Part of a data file
******************************
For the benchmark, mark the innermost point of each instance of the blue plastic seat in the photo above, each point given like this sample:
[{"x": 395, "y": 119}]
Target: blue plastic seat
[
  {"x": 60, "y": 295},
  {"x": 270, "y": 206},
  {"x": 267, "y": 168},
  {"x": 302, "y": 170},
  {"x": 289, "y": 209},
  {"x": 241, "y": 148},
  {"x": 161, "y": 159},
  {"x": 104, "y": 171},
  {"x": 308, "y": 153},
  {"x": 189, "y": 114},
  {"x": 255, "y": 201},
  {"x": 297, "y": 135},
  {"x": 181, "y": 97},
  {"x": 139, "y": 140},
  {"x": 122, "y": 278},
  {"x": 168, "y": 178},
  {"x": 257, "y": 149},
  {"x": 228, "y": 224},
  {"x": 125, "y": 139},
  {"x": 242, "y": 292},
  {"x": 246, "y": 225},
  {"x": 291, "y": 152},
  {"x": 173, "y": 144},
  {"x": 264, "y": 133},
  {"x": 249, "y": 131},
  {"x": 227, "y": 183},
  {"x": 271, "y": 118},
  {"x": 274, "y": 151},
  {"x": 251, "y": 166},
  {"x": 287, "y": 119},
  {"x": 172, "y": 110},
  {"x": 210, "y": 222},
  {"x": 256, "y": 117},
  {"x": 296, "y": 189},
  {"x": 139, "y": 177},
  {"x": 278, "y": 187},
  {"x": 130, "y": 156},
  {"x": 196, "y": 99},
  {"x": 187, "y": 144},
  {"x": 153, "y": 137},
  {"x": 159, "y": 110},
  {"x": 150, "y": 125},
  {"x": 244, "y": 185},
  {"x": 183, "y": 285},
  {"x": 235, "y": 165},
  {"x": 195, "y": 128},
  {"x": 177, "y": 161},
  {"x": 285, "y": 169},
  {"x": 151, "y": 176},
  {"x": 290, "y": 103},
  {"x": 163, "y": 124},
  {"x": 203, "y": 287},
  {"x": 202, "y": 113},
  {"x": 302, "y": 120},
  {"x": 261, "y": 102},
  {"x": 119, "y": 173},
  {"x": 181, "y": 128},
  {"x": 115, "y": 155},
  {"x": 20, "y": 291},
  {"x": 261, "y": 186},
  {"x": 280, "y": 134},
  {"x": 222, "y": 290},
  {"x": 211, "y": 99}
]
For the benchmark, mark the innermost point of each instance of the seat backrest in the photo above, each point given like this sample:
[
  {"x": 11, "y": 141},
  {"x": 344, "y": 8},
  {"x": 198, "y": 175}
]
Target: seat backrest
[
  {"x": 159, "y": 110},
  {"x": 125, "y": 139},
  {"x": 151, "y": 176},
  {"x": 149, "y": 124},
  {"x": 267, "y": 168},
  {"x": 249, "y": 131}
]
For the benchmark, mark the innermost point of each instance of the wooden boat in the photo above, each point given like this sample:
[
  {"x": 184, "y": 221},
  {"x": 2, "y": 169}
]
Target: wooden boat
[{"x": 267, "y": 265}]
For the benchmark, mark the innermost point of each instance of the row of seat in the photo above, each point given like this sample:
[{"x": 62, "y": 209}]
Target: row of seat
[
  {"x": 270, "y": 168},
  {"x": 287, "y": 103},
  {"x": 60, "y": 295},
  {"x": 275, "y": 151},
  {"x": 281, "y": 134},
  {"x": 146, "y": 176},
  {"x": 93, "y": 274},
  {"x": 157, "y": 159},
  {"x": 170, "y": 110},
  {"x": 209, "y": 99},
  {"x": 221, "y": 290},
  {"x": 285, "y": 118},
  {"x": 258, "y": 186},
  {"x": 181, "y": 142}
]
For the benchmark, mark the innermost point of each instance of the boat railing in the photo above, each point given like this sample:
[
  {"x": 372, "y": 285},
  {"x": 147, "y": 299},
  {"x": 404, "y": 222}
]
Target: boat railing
******************************
* What is asked
Reproduce all of the lines above without any change.

* Response to the exercise
For the benchmark, mark the innermost point of each instance of the blue plastic seat in the photo above, each point given like this sample:
[{"x": 395, "y": 119}]
Target: blue plastic seat
[
  {"x": 60, "y": 295},
  {"x": 270, "y": 206},
  {"x": 267, "y": 168},
  {"x": 302, "y": 170},
  {"x": 289, "y": 209},
  {"x": 241, "y": 148},
  {"x": 161, "y": 159},
  {"x": 104, "y": 171},
  {"x": 308, "y": 153},
  {"x": 189, "y": 114},
  {"x": 255, "y": 201},
  {"x": 297, "y": 135},
  {"x": 181, "y": 97},
  {"x": 139, "y": 140},
  {"x": 122, "y": 278},
  {"x": 168, "y": 178},
  {"x": 257, "y": 149},
  {"x": 228, "y": 224},
  {"x": 125, "y": 139},
  {"x": 242, "y": 292},
  {"x": 246, "y": 225},
  {"x": 291, "y": 152},
  {"x": 173, "y": 144},
  {"x": 264, "y": 133},
  {"x": 249, "y": 131},
  {"x": 227, "y": 183},
  {"x": 271, "y": 118},
  {"x": 274, "y": 151},
  {"x": 251, "y": 166},
  {"x": 287, "y": 119},
  {"x": 172, "y": 110},
  {"x": 210, "y": 222},
  {"x": 256, "y": 117},
  {"x": 296, "y": 189},
  {"x": 139, "y": 177},
  {"x": 278, "y": 187},
  {"x": 130, "y": 156},
  {"x": 196, "y": 99},
  {"x": 187, "y": 144},
  {"x": 153, "y": 137},
  {"x": 159, "y": 110},
  {"x": 150, "y": 125},
  {"x": 244, "y": 185},
  {"x": 183, "y": 285},
  {"x": 235, "y": 165},
  {"x": 195, "y": 128},
  {"x": 177, "y": 161},
  {"x": 285, "y": 169},
  {"x": 151, "y": 176},
  {"x": 290, "y": 103},
  {"x": 163, "y": 124},
  {"x": 203, "y": 287},
  {"x": 202, "y": 113},
  {"x": 302, "y": 120},
  {"x": 261, "y": 102},
  {"x": 119, "y": 173},
  {"x": 181, "y": 128},
  {"x": 115, "y": 155},
  {"x": 20, "y": 291},
  {"x": 261, "y": 186},
  {"x": 280, "y": 134},
  {"x": 222, "y": 290},
  {"x": 211, "y": 99}
]
For the benchmark, mark the innermost point of each instance of the seat backrest in the photo above, each point given like this sample:
[
  {"x": 11, "y": 141},
  {"x": 344, "y": 8},
  {"x": 198, "y": 175}
]
Target: seat backrest
[
  {"x": 159, "y": 110},
  {"x": 125, "y": 139},
  {"x": 151, "y": 176},
  {"x": 149, "y": 124},
  {"x": 267, "y": 168},
  {"x": 249, "y": 131}
]
For the benchmark, mark the innermost point of each instance of the wooden boat in the photo above, each point given like this sample:
[
  {"x": 184, "y": 221},
  {"x": 2, "y": 169}
]
Target: wooden boat
[{"x": 267, "y": 265}]
For the benchmark, mark the innermost point of each instance of the row of seat in the photo above, each point given like this sample:
[{"x": 62, "y": 209}]
Target: row of seat
[
  {"x": 270, "y": 168},
  {"x": 287, "y": 103},
  {"x": 60, "y": 295},
  {"x": 275, "y": 151},
  {"x": 281, "y": 134},
  {"x": 146, "y": 176},
  {"x": 93, "y": 274},
  {"x": 157, "y": 159},
  {"x": 170, "y": 110},
  {"x": 209, "y": 99},
  {"x": 221, "y": 290},
  {"x": 285, "y": 118},
  {"x": 258, "y": 186},
  {"x": 181, "y": 142}
]
For the benchmark, mark the innermost point of each instance of the boat railing in the photo above, each point given like this sample:
[
  {"x": 372, "y": 285},
  {"x": 147, "y": 299},
  {"x": 404, "y": 222}
]
Target: boat railing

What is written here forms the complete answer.